PAGE EXCERPT START
Julie von Massow (24 November 1825 – 5 March 1901) was a Prussian woman who started a movement, Ut Omnes Unum, "that all may be one", which promoted reconciliation between the Christian churches, a policy known as reunionism.

==Biography==
Julie von Massow, née von Behr, was born in Pinnow, district of Greifswald (today part of Murchin) into a Pomeranian noble family, which held high positions in the court and government of Prussia. The visitors to her salon came from the highest echelons of society, and included Bismarck, Alexander von Humboldt, and members of the noble Stolberg family. She was originally Lutheran, but converted to Catholicism in 1885.

==Ut Omnes Unum==
Von Massow's prayer society came about in a cultural atmosphere so divided by confessionalism that it prompted calls for reunionism (as it came to be called) from both Protestant and Catholic sections. One development was the so-called Erfurt Conference of 1860, a somewhat impromptu gathering of Catholic and Protestant scholars and dignitaries. Such a meeting, however, was so controversial that when the organizer of the conference, the Catholic priest Friedrich Michelis, was seen after the conference riding the train from Erfurt to Halle with Protestant historian and conference participant Heinrich Leo, newspapers in Berlin and Rome reported the news, prompting speculation that the Jesuits were trying to forcefully convert Lutherans. As a result, Michelis was sued for holding an unauthorized assembly, and Leo (a professor at the University of Halle-Wittenberg) was forbidden to examine future high school teachers. Another signal of reunionist sympathy came in 1861, when Wilhelm Emmanuel Freiherr von Ketteler, Bishop of Mainz, published a book on reconciliation, Freiheit, Autorität, und Kirche, in which he proposed the founding of a prayer society "for the Reunion of Christendom". Von Massow, who counted popes, bishops (including von Ketteler), and cardinals among her friends, can be said to have answered that call.

In 1862, von Massow and her husband (a member of the Prussian House of Lords) began a program of organized prayer, "praying the Psalter according to a fixed schedule, as in the Roman Breviary". The idea was to establish a unity of sorts between the denominations. The von Massows' influence was such that friends soon did the same, and quickly a movement (organized as Psalmenbund in 1862) swept Germany, before it spread to Greece, Sweden, and even the United States (among a Lutheran congregation in Allentown, Pennsylvania). In 1878, von Massow added a prayer society, the Gebetsverein, which prayed a number of prayers (including "Veni Creator Spiritus" by Rabanus Maurus) "with the intention that all may be one". A journal based on the movement was founded (also named Ut Omnes Unum, published from 1879 to 1901 in Erfurt), and weekly calendars were printed. In 1883, von Massow endowed a yearly mass ad tollendum schisma, "to bring schisma to an end", to be said at the grave of Saint Boniface in Fulda.
PAGE EXCERPT END
■ **DIRECTIONS**: Rewrite the Julie von Massow excerpt from "Julie von Massow (24" to "Catholicism in 1885.", swapping "salon" for "drawing room". The data that follow come from a separate, unrelated source.
EXTRACTED DATA START
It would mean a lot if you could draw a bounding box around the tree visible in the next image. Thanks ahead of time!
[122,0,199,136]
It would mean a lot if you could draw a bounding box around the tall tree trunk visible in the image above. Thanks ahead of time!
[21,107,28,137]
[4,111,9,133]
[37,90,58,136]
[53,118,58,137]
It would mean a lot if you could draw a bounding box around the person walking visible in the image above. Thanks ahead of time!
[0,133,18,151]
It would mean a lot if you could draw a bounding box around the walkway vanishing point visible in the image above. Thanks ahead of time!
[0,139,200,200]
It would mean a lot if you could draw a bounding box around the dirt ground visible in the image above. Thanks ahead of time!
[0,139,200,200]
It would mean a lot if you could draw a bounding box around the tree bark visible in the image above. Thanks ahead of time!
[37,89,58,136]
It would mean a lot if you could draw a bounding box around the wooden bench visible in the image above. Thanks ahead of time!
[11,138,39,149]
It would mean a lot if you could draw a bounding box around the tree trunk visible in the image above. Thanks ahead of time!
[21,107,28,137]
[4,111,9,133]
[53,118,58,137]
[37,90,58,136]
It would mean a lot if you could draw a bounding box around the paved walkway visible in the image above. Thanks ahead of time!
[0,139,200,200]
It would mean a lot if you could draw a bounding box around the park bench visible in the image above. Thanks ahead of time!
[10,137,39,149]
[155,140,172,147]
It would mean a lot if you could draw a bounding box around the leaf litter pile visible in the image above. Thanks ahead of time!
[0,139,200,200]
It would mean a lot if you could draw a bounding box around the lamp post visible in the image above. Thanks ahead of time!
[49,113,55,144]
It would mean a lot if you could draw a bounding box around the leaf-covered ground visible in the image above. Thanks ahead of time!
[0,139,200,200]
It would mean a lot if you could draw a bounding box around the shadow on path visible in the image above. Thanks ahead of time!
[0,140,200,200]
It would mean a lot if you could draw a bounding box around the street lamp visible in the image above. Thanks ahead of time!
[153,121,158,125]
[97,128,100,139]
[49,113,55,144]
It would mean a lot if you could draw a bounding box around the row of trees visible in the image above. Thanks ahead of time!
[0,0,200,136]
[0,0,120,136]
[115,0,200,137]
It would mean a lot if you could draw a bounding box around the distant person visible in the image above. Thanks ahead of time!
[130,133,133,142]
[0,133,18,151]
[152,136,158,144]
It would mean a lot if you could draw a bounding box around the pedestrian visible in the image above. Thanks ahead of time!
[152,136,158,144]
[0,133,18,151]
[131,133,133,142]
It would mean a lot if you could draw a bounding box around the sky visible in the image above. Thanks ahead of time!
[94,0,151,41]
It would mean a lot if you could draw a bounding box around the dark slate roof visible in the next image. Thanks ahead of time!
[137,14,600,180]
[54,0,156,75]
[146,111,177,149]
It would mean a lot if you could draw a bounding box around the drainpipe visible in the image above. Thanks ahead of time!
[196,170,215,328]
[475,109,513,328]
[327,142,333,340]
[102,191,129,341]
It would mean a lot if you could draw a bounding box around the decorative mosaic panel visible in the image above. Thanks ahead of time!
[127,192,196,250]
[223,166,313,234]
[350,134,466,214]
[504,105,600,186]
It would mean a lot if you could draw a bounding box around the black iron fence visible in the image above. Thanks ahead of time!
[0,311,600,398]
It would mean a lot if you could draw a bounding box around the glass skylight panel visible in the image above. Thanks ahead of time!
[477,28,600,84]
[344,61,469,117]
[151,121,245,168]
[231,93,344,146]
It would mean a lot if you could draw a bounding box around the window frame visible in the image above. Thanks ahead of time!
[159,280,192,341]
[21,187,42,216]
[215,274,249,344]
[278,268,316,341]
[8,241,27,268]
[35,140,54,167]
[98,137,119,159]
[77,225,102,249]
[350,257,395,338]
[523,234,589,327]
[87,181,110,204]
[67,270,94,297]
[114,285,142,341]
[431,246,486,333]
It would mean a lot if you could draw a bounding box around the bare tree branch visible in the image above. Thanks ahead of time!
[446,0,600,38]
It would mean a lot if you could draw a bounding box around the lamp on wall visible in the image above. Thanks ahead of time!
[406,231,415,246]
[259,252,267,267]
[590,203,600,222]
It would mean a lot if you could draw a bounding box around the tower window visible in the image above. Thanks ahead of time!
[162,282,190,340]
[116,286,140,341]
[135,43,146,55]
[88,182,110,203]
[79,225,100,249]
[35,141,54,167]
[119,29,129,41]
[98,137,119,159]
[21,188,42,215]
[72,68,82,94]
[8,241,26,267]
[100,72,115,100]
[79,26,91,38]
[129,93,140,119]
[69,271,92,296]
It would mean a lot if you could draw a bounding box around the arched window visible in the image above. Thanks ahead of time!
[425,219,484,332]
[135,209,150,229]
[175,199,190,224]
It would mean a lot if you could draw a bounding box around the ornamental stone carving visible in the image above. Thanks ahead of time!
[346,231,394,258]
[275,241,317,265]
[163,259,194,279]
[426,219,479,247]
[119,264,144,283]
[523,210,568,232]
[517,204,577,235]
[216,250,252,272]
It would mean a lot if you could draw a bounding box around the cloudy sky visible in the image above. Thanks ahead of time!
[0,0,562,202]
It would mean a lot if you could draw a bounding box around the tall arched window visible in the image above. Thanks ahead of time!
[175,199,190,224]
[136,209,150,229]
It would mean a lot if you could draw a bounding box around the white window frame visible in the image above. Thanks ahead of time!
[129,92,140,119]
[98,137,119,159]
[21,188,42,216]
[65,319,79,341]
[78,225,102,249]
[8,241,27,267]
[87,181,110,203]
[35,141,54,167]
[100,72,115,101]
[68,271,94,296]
EXTRACTED DATA END
■ **RESULT FOR THIS EXERCISE**:
Julie von Massow (24 November 1825 – 5 March 1901) was a Prussian woman who started a movement, Ut Omnes Unum, "that all may be one", which promoted reconciliation between the Christian churches, a policy known as reunionism.

==Biography==
Julie von Massow, née von Behr, was born in Pinnow, district of Greifswald (today part of Murchin) into a Pomeranian noble family, which held high positions in the court and government of Prussia. The visitors to her drawing room came from the highest echelons of society, and included Bismarck, Alexander von Humboldt, and members of the noble Stolberg family. She was originally Lutheran, but converted to Catholicism in 1885.